Dataset excerpts:
**********

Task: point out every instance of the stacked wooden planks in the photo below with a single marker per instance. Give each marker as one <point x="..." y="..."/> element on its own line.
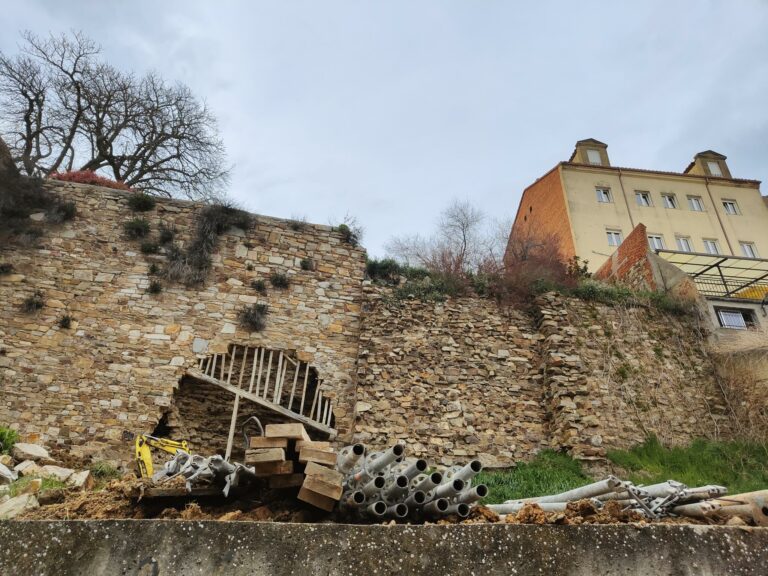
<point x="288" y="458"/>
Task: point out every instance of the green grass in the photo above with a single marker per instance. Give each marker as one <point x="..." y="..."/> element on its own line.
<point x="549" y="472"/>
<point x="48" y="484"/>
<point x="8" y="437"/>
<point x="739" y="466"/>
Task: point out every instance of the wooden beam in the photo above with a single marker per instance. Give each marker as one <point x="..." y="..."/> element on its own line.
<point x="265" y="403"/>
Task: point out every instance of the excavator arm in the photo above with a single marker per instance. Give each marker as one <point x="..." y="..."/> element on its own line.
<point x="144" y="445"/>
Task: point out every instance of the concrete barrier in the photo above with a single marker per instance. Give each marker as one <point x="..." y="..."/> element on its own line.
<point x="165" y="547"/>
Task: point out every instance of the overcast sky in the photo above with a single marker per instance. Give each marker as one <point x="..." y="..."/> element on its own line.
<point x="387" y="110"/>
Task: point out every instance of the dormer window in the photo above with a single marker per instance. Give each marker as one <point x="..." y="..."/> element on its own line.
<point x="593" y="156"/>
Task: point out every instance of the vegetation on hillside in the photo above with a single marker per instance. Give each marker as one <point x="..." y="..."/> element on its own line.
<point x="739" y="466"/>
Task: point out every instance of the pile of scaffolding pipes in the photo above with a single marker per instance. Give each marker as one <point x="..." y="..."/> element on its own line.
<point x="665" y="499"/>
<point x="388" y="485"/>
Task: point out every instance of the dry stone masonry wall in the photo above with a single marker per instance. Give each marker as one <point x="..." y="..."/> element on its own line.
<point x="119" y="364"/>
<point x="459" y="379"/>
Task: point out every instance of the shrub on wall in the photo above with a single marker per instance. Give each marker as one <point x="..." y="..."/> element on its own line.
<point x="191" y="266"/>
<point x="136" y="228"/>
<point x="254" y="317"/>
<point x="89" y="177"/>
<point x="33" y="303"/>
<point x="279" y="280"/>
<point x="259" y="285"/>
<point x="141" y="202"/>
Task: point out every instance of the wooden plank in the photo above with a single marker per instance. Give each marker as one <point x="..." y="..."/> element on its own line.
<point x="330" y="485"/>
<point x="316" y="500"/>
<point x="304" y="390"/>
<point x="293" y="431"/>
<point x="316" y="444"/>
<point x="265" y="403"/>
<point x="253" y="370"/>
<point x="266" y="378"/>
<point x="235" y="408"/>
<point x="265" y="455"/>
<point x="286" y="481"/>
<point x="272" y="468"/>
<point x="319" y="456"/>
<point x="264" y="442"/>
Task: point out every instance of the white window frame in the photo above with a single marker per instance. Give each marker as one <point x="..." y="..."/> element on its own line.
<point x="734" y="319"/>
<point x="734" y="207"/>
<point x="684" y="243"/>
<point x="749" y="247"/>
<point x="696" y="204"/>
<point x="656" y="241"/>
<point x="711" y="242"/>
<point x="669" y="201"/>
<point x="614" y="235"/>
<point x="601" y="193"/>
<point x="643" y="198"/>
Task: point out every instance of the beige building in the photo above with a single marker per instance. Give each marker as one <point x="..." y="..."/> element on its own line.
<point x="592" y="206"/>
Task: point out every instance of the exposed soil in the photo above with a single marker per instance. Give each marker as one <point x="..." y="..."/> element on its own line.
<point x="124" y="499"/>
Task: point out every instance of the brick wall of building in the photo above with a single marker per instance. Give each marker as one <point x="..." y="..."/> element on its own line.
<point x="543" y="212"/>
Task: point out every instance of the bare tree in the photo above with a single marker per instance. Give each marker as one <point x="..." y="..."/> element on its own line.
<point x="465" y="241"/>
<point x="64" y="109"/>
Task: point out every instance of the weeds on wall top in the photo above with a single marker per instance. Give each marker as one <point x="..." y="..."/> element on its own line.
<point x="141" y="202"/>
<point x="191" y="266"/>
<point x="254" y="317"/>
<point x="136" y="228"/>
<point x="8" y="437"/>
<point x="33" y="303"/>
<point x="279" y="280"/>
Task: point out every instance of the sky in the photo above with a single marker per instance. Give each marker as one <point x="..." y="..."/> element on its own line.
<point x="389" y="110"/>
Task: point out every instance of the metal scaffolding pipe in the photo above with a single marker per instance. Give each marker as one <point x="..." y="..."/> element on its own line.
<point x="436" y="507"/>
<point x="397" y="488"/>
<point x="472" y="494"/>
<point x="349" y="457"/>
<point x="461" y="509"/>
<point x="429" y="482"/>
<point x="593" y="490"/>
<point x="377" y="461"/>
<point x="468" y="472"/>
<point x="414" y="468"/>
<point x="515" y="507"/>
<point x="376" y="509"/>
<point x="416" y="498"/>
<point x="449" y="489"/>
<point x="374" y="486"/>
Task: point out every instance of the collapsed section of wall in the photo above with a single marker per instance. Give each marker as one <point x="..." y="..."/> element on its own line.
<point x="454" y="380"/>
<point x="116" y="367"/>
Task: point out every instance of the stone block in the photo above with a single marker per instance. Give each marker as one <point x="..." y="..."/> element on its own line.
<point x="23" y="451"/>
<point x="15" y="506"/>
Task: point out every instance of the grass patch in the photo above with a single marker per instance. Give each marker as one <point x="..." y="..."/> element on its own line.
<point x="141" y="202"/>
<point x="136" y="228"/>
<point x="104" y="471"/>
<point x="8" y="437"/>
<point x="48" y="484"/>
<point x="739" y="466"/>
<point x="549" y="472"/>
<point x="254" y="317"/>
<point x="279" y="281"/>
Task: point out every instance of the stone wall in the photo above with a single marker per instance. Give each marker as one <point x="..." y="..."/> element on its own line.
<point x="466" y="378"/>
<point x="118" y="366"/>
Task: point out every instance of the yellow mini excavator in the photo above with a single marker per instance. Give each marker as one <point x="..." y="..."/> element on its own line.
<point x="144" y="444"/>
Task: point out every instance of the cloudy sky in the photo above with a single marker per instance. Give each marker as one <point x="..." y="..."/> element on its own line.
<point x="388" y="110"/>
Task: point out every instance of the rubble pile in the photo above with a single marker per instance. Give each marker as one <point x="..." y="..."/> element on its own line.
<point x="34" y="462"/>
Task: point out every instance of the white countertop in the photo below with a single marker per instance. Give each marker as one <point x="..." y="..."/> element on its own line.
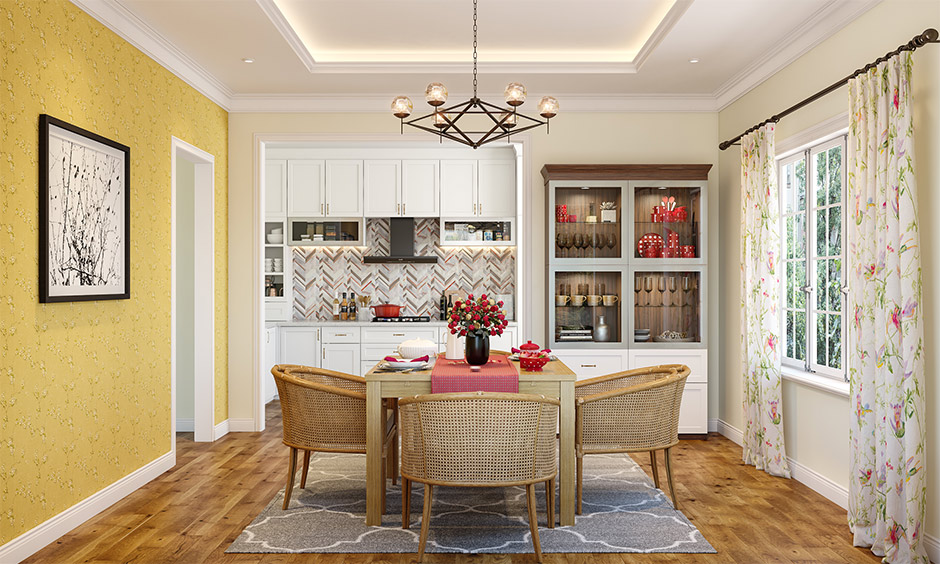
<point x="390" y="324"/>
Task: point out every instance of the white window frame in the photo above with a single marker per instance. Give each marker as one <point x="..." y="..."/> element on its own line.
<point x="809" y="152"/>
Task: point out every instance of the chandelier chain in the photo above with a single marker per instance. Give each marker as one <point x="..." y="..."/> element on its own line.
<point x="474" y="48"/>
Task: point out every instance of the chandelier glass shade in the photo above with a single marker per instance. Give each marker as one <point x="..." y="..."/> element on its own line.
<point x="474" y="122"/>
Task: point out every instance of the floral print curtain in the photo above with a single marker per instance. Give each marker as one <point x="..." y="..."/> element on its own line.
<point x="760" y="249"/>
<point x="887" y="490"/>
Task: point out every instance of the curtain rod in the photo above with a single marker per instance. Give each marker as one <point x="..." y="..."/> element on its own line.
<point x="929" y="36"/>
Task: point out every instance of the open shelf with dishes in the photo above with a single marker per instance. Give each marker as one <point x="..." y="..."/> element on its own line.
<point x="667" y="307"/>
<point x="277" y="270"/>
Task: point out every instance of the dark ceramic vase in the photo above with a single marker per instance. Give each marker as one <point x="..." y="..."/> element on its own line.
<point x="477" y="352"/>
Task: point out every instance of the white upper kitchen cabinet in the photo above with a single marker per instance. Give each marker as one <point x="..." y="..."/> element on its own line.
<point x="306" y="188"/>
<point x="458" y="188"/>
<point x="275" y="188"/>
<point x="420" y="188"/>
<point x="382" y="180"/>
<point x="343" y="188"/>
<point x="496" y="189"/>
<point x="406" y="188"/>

**********

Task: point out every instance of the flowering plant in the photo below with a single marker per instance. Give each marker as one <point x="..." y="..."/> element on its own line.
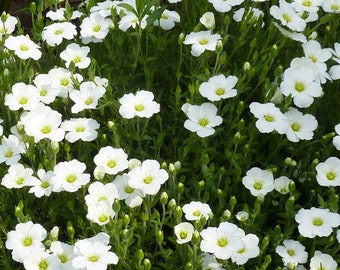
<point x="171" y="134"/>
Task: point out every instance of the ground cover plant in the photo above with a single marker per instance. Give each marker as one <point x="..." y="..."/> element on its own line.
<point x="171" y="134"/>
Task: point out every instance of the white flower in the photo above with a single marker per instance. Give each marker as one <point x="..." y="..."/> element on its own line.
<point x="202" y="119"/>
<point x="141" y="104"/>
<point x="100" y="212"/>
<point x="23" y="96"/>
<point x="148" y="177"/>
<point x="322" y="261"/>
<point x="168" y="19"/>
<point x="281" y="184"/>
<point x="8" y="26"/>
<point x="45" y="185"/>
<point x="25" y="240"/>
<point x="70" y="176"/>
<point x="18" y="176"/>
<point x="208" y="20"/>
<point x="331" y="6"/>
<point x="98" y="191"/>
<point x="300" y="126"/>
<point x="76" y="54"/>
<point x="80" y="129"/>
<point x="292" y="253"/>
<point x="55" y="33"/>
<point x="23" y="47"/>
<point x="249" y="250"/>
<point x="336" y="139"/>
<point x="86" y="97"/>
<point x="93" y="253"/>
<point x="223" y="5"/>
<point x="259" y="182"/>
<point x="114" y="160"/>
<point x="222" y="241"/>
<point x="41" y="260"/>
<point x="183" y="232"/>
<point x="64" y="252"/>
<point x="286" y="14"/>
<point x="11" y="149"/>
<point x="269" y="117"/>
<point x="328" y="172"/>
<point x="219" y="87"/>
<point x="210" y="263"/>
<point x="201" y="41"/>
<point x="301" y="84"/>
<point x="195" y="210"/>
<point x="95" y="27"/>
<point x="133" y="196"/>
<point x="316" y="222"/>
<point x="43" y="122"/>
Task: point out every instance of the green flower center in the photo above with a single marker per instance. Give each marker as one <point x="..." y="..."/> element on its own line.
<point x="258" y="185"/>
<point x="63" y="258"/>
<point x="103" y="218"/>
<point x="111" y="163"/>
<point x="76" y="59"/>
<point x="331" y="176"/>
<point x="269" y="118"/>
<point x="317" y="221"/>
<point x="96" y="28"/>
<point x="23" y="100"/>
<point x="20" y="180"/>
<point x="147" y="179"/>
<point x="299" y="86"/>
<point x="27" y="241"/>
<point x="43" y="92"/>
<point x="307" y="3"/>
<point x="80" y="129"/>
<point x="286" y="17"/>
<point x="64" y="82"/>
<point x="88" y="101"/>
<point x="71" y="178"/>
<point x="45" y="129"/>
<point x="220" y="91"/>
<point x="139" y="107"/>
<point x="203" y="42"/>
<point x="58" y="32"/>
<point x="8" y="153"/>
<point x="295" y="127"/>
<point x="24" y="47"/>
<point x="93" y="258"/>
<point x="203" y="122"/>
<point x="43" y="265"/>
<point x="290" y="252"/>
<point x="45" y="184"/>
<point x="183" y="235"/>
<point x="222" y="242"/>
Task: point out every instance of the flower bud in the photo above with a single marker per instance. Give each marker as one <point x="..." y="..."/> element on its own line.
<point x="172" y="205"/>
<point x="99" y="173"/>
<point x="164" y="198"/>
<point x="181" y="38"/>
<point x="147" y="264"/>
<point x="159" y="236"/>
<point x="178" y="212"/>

**********

Goal: Identify each line above that contains the word "green" and copy those lines out in full. Treat uppercase and lowercase letters as different.

Answer for this exercise:
Task: point out every instance of the green grass in the photo above with a single marker per instance. Give each marker as one <point x="..." y="..."/> element on its own line.
Task: point out every instance of the green flower center in the photo above with a single marker per instance. Give each marker as one <point x="..." y="..."/> element on its own line.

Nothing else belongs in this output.